§ SUPPLIED TEXT:
____

Modify Accessors

That is true, and irritating...but it does beat finding out at the call site after hours (or days?) of debugging that the modify needs to support error handling. In both cases if you can't modify the library you do have the fairly simple (and, again I admit irritating) workaround of avoiding modify by doing a get into a temporary.

1 Like

Do we need this exception only when it's the last line? We could just allow the terse yield &x syntax which implicitly exits on any sort of break or throw by the continuation, but also allow a more ergonomic yield &x else { ... } (my personal preference) or if yield &x { ... } else { ... }/guard yield &x else { ... }. This is still perhaps somewhat sharp, since it is not apparent from the simple cases that yield cleanup requires some sort of special syntax, but guard-style or if-else style syntax is much more familiar to most users of the language than defer, so I think it would be an improvement over requiring defer for any sort of mandatory cleanup.

I think the clarity wins would make this cheap at twice the price of a guard ... else { return }. Especially if we have a last-line exception.

(In generators, the same rule would apply—if you use a yield in the middle of the function, you need to do something with the return value. I think this is fine.)

____

§ DATASET:

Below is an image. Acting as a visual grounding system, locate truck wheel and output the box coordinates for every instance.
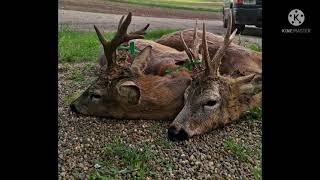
[223,15,228,28]
[232,24,246,34]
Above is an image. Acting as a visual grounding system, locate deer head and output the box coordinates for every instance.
[70,13,191,119]
[168,13,261,140]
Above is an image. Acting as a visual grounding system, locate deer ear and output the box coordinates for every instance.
[118,81,141,105]
[130,46,152,76]
[239,75,262,96]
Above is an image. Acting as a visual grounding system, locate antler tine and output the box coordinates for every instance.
[94,12,149,67]
[118,15,124,31]
[116,12,132,36]
[224,10,233,43]
[180,31,193,61]
[201,23,213,76]
[191,19,200,59]
[93,25,108,46]
[211,10,237,77]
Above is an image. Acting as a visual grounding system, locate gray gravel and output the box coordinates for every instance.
[58,63,262,179]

____

§ REQUEST:
In the thread on modify accessors, list every yield syntax form spelled out in the paragraph that begins "Do we need this exception only when it's the last line?" The entries are separate material, unrelated to the thread on modify accessors.

§ SOLUTION FOR THIS EXERCISE:
- yield &x
- yield &x else { ... }
- if yield &x { ... } else { ... }
- guard yield &x else { ... }